Location identification entries
==*==
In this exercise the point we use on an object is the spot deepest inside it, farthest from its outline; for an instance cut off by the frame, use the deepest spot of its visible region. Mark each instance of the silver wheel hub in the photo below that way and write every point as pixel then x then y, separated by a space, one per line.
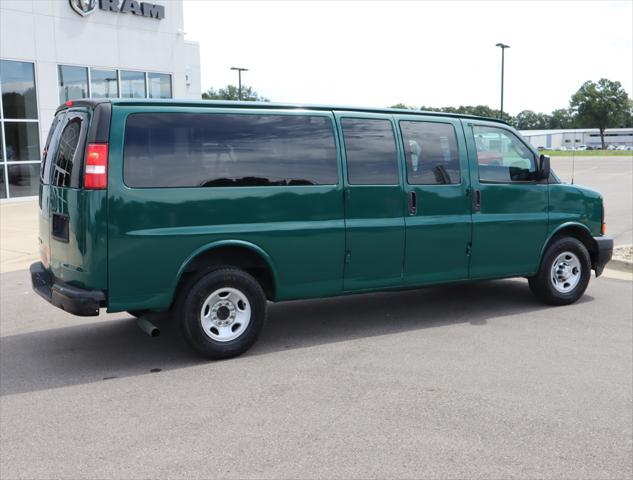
pixel 566 272
pixel 225 314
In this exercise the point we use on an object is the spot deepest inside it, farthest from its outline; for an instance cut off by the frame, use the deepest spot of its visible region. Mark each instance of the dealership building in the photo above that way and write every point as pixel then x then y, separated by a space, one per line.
pixel 574 137
pixel 58 50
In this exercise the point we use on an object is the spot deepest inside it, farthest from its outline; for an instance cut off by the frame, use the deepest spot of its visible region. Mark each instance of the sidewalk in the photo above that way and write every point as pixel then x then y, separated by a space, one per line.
pixel 18 235
pixel 18 239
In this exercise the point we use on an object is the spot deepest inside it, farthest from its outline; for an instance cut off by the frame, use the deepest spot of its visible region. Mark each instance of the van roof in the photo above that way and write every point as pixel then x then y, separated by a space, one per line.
pixel 268 105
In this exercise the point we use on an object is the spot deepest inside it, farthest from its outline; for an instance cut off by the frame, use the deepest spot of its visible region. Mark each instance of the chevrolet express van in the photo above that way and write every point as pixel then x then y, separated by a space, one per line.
pixel 208 210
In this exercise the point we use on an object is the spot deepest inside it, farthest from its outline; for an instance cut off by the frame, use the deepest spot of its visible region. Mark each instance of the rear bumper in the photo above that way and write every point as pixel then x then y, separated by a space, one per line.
pixel 603 253
pixel 77 301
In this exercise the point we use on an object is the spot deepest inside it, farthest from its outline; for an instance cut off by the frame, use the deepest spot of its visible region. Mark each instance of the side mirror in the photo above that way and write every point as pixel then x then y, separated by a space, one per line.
pixel 543 167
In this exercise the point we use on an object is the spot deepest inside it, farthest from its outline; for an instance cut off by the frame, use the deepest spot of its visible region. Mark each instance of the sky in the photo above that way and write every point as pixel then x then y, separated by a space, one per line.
pixel 431 53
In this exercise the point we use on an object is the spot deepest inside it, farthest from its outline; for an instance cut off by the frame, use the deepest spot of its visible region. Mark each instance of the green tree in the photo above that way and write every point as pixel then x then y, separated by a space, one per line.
pixel 530 120
pixel 561 118
pixel 231 92
pixel 600 105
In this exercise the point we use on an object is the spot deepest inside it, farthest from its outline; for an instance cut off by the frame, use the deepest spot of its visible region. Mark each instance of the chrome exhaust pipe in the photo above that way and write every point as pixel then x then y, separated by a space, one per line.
pixel 148 327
==*==
**WHAT YOU ARE ASKED TO DO:**
Reproduce every item above word for word, omitting the pictures.

**COMPLETE OUTPUT:**
In this exercise the point we use on an object is the spot deepest inside it, farthest from its outline; for an instance cut off by the frame, use the deepest spot of its visible region. Mark each instance of the silver wheel hub in the photo below that way and write every point as pixel then x then y, separated by a space, one per line.
pixel 566 272
pixel 225 314
In this exercise the point we use on an object is the spot deepest inside it, farthest from its outline; for an instance cut off by the frame, use the deepest spot of its visible region. Mark each instance of the dealership building in the photo above that way and write every point as pixel then x then y, separated by a space, one per line.
pixel 574 137
pixel 58 50
In this exercise the point we use on an object is the spot deepest inside it, farthest from its outline; for an instance cut off by the frame, use the deepest spot of its visible region. Mark each instance of the sidewalk in the photo above that way and write every point as pixel then x then y, separated by a space, one per line.
pixel 18 235
pixel 18 239
In this exercise the point we use on an object is the spot deepest inside it, farthest from its outline; for an instance cut off by the frame, use the deepest spot of its visible region. Mark each instance of the van roof in the photo above that way and write every point as pixel then x then y, separated by a space, one per line.
pixel 268 105
In this exercise the point we use on an object is the spot deepest inside it, farthest from its outline; for an instance cut off by the frame, use the deepest spot of its visible region. Mark each instance of the chevrolet express van in the photo above that way and write every point as pixel then x then y, separated by a space, one per line.
pixel 208 210
In this exercise the point we use on an object is the spot deepest inside it, farthest from its outline; for an instance cut off by the frame, use the deepest spot of its visible region. Mark each instance of the rear bumper in the photo above that way and write every point as pixel then x then y, separated by a space, one per line.
pixel 603 253
pixel 77 301
In this exercise the point we use on an object is the spot deepest inside it, farthest from its outline; for an instance cut off by the frame, use the deepest spot of its visible region. Mark each instance of the side mirror in the photo above that way and write every point as pixel then x then y, separated by a space, one per line.
pixel 543 167
In this exercise the point we use on an object is the spot deepest inside it, farthest from its outline; for an instance cut off by the frame, use the deepest spot of its visible region. Mark each instance of the sky in the photo above that way and write every point as pixel then x then y, separated by a space, one per line.
pixel 431 53
In this exercise the point we use on an object is the spot deepest inside it, farthest from its outline; for an instance cut off by the frame, use the deepest spot of its visible region. Mark each instance of the green tree in the photo above that way and write every point as pixel then x then y, separated by a space, one per line.
pixel 530 120
pixel 561 118
pixel 231 92
pixel 600 105
In this exercise the point we use on an object is the spot deepest inside it, farthest from its outline; for an instance cut off by the frame, use the deepest spot of its visible region. Mark each instance of the chrome exhaust pipe in the photo above that way and write every point as pixel then x then y, separated by a space, one per line.
pixel 148 327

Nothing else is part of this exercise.